_Information provided_:
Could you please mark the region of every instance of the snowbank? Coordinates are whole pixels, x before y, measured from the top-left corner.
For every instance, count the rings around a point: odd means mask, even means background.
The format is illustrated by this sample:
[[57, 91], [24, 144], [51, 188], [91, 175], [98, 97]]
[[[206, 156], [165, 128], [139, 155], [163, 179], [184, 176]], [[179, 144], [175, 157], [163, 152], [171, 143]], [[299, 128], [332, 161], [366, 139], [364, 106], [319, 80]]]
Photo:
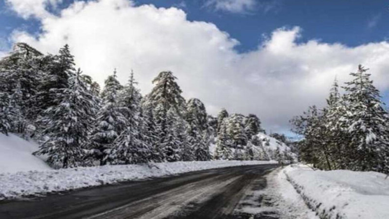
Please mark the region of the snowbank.
[[0, 200], [162, 177], [232, 166], [276, 163], [274, 161], [194, 161], [118, 165], [0, 174]]
[[33, 155], [38, 146], [12, 133], [0, 133], [0, 173], [52, 169], [43, 160]]
[[314, 171], [292, 165], [283, 172], [321, 218], [389, 218], [389, 179], [375, 172]]

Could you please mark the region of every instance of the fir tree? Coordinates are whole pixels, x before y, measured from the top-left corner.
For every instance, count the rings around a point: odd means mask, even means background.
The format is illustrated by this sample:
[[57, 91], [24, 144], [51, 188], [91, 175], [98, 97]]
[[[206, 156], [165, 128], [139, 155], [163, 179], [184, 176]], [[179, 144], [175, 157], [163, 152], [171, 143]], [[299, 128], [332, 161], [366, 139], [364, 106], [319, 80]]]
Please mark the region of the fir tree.
[[353, 158], [352, 169], [388, 173], [388, 112], [367, 71], [360, 65], [356, 73], [350, 73], [354, 78], [344, 87], [347, 105], [339, 126], [346, 128], [350, 138], [348, 153]]
[[159, 141], [159, 144], [155, 144], [154, 154], [159, 154], [160, 160], [175, 160], [177, 158], [171, 153], [176, 153], [178, 149], [177, 144], [179, 143], [172, 132], [172, 123], [178, 121], [184, 114], [185, 101], [181, 96], [182, 91], [176, 82], [176, 79], [171, 72], [159, 73], [153, 80], [155, 86], [146, 96], [144, 103], [145, 109], [153, 108], [156, 127], [154, 129], [158, 132], [156, 135]]
[[209, 159], [210, 137], [208, 128], [207, 111], [200, 100], [190, 99], [186, 107], [185, 119], [188, 123], [189, 145], [193, 148], [194, 158], [197, 161]]
[[38, 94], [39, 106], [42, 110], [55, 106], [51, 90], [68, 88], [69, 79], [76, 74], [74, 56], [70, 53], [69, 45], [66, 44], [60, 49], [59, 53], [56, 55], [48, 55], [45, 60], [47, 63], [45, 70], [47, 73], [43, 76]]
[[233, 145], [227, 134], [226, 123], [224, 120], [220, 127], [214, 155], [216, 160], [230, 160], [232, 158], [231, 148]]
[[251, 139], [251, 136], [261, 131], [261, 121], [258, 117], [253, 114], [249, 114], [245, 119], [245, 131], [247, 137]]
[[230, 136], [234, 147], [243, 148], [247, 144], [247, 136], [243, 125], [244, 116], [239, 114], [233, 114], [227, 120], [227, 133]]
[[228, 118], [228, 112], [227, 112], [227, 110], [224, 108], [222, 109], [221, 111], [220, 111], [220, 112], [219, 112], [219, 114], [217, 114], [217, 129], [216, 131], [218, 133], [221, 128], [221, 126], [223, 124], [223, 120], [224, 120], [225, 119]]
[[39, 119], [49, 140], [35, 154], [47, 155], [48, 162], [62, 168], [84, 165], [83, 149], [93, 122], [95, 100], [80, 78], [81, 71], [70, 78], [69, 88], [52, 89], [56, 104]]
[[8, 135], [11, 129], [12, 108], [11, 107], [8, 94], [0, 92], [0, 131]]
[[137, 82], [134, 79], [132, 71], [128, 84], [120, 93], [120, 104], [128, 120], [127, 127], [113, 144], [110, 157], [119, 164], [145, 163], [150, 158], [150, 147], [144, 141], [145, 137], [140, 131], [141, 129], [140, 116], [141, 96], [135, 88]]
[[102, 95], [102, 106], [97, 113], [90, 137], [90, 147], [94, 150], [94, 156], [100, 161], [100, 165], [106, 164], [108, 155], [112, 153], [110, 149], [113, 147], [114, 141], [126, 129], [128, 124], [127, 118], [124, 115], [124, 113], [128, 113], [128, 109], [120, 106], [118, 101], [118, 92], [121, 88], [116, 79], [115, 70], [113, 74], [105, 80]]

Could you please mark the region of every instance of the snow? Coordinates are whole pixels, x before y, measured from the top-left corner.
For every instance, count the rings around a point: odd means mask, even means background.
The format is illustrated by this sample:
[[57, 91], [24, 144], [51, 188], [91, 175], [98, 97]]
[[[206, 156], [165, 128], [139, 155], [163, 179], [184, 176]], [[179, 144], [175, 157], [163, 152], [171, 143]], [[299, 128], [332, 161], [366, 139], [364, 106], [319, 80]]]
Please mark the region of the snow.
[[44, 161], [32, 154], [38, 146], [17, 135], [0, 133], [0, 173], [52, 169]]
[[276, 163], [248, 161], [178, 162], [4, 173], [0, 174], [0, 200], [214, 168]]
[[283, 173], [323, 218], [389, 218], [389, 179], [375, 172], [313, 170], [288, 166]]
[[[291, 151], [290, 148], [285, 144], [262, 132], [259, 132], [257, 134], [257, 136], [258, 136], [259, 139], [262, 141], [263, 148], [265, 150], [265, 152], [271, 158], [274, 157], [274, 154], [278, 147], [280, 148], [280, 152], [286, 152], [290, 155], [291, 157], [293, 158], [295, 160], [297, 161], [297, 156], [296, 154]], [[214, 142], [216, 142], [216, 139], [215, 138]], [[268, 142], [268, 144], [266, 143], [267, 142]], [[216, 145], [215, 144], [211, 144], [210, 146], [210, 153], [211, 155], [213, 156], [214, 154], [215, 151], [216, 151]], [[255, 146], [254, 147], [256, 149], [256, 151], [259, 151], [259, 153], [263, 152], [260, 149], [260, 147]], [[235, 149], [234, 148], [231, 149], [231, 154], [233, 154]]]
[[[277, 150], [277, 147], [280, 148], [280, 152], [290, 152], [290, 148], [283, 142], [281, 142], [274, 138], [271, 137], [262, 132], [259, 133], [257, 136], [262, 141], [262, 144], [265, 148], [267, 148], [272, 151]], [[268, 145], [266, 145], [266, 142], [268, 141]]]

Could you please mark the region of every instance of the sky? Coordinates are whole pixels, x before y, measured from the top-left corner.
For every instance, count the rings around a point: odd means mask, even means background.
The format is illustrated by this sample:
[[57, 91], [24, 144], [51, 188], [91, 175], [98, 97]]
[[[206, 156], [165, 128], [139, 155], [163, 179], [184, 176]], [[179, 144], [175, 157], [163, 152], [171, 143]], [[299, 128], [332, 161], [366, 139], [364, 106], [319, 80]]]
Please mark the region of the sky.
[[172, 71], [209, 113], [255, 113], [268, 132], [323, 106], [336, 76], [369, 68], [389, 103], [389, 3], [378, 0], [0, 0], [0, 56], [24, 42], [101, 85], [131, 69], [143, 94]]

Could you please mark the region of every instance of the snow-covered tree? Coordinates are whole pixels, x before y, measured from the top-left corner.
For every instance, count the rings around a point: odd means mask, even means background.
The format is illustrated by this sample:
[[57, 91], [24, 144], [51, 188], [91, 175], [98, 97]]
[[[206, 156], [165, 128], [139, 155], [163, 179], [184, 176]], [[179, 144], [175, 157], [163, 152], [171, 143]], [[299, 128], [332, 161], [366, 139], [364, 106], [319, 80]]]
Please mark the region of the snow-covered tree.
[[354, 79], [344, 87], [347, 106], [339, 126], [345, 128], [350, 138], [351, 148], [347, 153], [352, 158], [351, 169], [388, 173], [388, 112], [367, 71], [360, 65], [356, 73], [350, 73]]
[[251, 136], [256, 135], [263, 130], [261, 128], [261, 121], [258, 116], [253, 114], [249, 114], [245, 119], [245, 131], [249, 139]]
[[216, 160], [230, 160], [232, 158], [231, 149], [233, 143], [227, 133], [226, 123], [226, 121], [224, 120], [219, 127], [214, 154], [214, 158]]
[[39, 122], [48, 138], [35, 154], [46, 155], [48, 162], [62, 168], [85, 165], [83, 148], [94, 122], [95, 100], [80, 78], [81, 71], [69, 78], [69, 87], [51, 90], [55, 104], [44, 111]]
[[[172, 122], [170, 120], [179, 121], [185, 113], [185, 100], [181, 95], [182, 91], [176, 82], [176, 79], [171, 72], [159, 73], [153, 80], [154, 87], [145, 97], [143, 103], [144, 109], [153, 109], [156, 127], [155, 130], [158, 131], [156, 135], [159, 141], [159, 144], [154, 145], [154, 153], [159, 154], [161, 160], [176, 159], [171, 154], [177, 152], [178, 149], [176, 148], [177, 142], [172, 133]], [[170, 140], [172, 142], [169, 142]]]
[[187, 131], [189, 145], [193, 149], [194, 159], [197, 161], [205, 161], [210, 158], [210, 136], [207, 116], [205, 107], [200, 100], [192, 98], [188, 100], [185, 119], [189, 124]]
[[105, 81], [102, 106], [97, 112], [90, 136], [90, 147], [94, 150], [94, 156], [100, 161], [100, 165], [106, 164], [113, 142], [128, 125], [127, 118], [124, 114], [128, 114], [128, 109], [119, 103], [118, 92], [121, 89], [115, 70]]
[[225, 119], [228, 118], [228, 112], [225, 109], [222, 109], [221, 111], [217, 114], [217, 132], [218, 133], [221, 128], [221, 126], [223, 124], [223, 121]]
[[245, 131], [244, 119], [243, 115], [235, 113], [227, 120], [227, 133], [236, 148], [242, 148], [247, 144], [248, 138]]
[[344, 153], [349, 145], [349, 139], [344, 131], [344, 128], [340, 127], [341, 124], [338, 122], [345, 112], [346, 104], [340, 95], [336, 78], [330, 90], [327, 103], [324, 119], [327, 132], [326, 142], [331, 154], [332, 165], [334, 168], [344, 169], [349, 163], [349, 158]]
[[8, 135], [12, 121], [12, 108], [8, 94], [0, 92], [0, 131]]
[[110, 150], [110, 158], [114, 163], [137, 164], [148, 161], [150, 148], [141, 133], [143, 121], [141, 113], [141, 97], [135, 87], [137, 82], [132, 71], [128, 84], [124, 87], [119, 95], [119, 104], [125, 109], [124, 114], [128, 123], [124, 131], [114, 142]]
[[74, 56], [71, 54], [69, 46], [66, 44], [59, 50], [59, 55], [49, 55], [45, 57], [44, 71], [42, 83], [38, 87], [38, 99], [39, 107], [44, 110], [55, 106], [55, 100], [52, 98], [52, 89], [68, 88], [69, 79], [76, 74]]
[[13, 132], [23, 135], [40, 112], [36, 100], [43, 75], [44, 56], [25, 43], [16, 43], [10, 55], [0, 61], [0, 91], [8, 93], [14, 110]]

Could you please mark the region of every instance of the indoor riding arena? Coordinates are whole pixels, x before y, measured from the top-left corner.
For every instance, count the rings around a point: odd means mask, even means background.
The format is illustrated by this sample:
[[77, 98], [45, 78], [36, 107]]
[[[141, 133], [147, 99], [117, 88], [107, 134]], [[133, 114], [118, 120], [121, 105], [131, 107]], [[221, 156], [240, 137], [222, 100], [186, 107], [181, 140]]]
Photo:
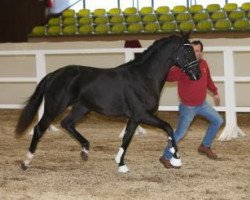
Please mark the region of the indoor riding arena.
[[[109, 2], [3, 0], [6, 26], [2, 27], [6, 29], [0, 30], [0, 199], [249, 199], [250, 2]], [[7, 19], [9, 12], [12, 19]], [[191, 32], [190, 41], [204, 44], [203, 57], [220, 94], [220, 105], [215, 105], [210, 91], [206, 97], [223, 118], [212, 144], [216, 160], [197, 151], [209, 126], [205, 118], [197, 116], [178, 143], [181, 168], [166, 169], [159, 162], [167, 145], [166, 133], [140, 124], [143, 131], [135, 131], [126, 152], [129, 171], [119, 172], [115, 158], [128, 119], [97, 112], [90, 112], [76, 125], [90, 142], [88, 159], [83, 159], [80, 143], [61, 127], [71, 107], [47, 129], [34, 159], [26, 157], [44, 104], [23, 136], [16, 137], [15, 129], [22, 108], [44, 76], [67, 65], [115, 68], [143, 57], [142, 52], [155, 40], [181, 32]], [[114, 82], [107, 94], [118, 85]], [[166, 82], [155, 114], [174, 130], [178, 105], [176, 82]], [[25, 170], [23, 161], [30, 162]]]

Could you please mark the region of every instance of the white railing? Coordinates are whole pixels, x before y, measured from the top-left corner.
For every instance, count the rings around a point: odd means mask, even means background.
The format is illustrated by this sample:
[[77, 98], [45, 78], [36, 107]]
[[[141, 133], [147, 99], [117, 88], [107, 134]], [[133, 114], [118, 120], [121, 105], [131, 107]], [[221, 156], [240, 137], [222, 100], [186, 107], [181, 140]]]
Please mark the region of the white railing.
[[[0, 77], [0, 83], [38, 83], [46, 75], [47, 55], [69, 55], [69, 54], [107, 54], [123, 53], [125, 62], [134, 58], [134, 53], [142, 52], [143, 48], [112, 48], [112, 49], [70, 49], [70, 50], [20, 50], [0, 51], [0, 56], [23, 56], [33, 55], [36, 58], [35, 77]], [[234, 73], [234, 52], [249, 52], [250, 47], [218, 46], [206, 47], [205, 52], [223, 52], [224, 76], [213, 77], [216, 82], [224, 82], [225, 85], [225, 106], [215, 107], [218, 111], [225, 112], [226, 126], [221, 133], [219, 140], [229, 140], [245, 133], [237, 125], [237, 112], [250, 112], [250, 106], [237, 107], [235, 103], [236, 82], [250, 82], [250, 76], [235, 76]], [[22, 108], [22, 104], [0, 104], [0, 108], [16, 109]], [[159, 106], [161, 111], [177, 111], [177, 106]], [[43, 108], [39, 109], [39, 118], [42, 116]]]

_Exercise details_: Quote the material from its first line up to and including the line containing "169], [43, 160]]", omitting the pictures.

_Worked solution_:
Could you please mark the region of every instance of the snowbank? Coordinates are whole pixels, x before y, measured from the top-left corner.
For every instance, count the rings around a point: odd means mask, even means background.
The format is illustrated by this sample:
[[57, 91], [24, 144], [51, 188], [91, 175], [98, 97]]
[[[206, 156], [165, 128], [139, 155], [163, 179], [184, 176]], [[179, 144], [175, 157], [163, 152], [171, 143]], [[299, 128], [332, 161], [366, 139], [364, 106], [319, 80]]]
Photo:
Please mark the region of the snowbank.
[[0, 200], [162, 177], [232, 166], [276, 163], [274, 161], [194, 161], [118, 165], [0, 174]]
[[33, 155], [38, 146], [12, 133], [0, 133], [0, 173], [52, 169], [43, 160]]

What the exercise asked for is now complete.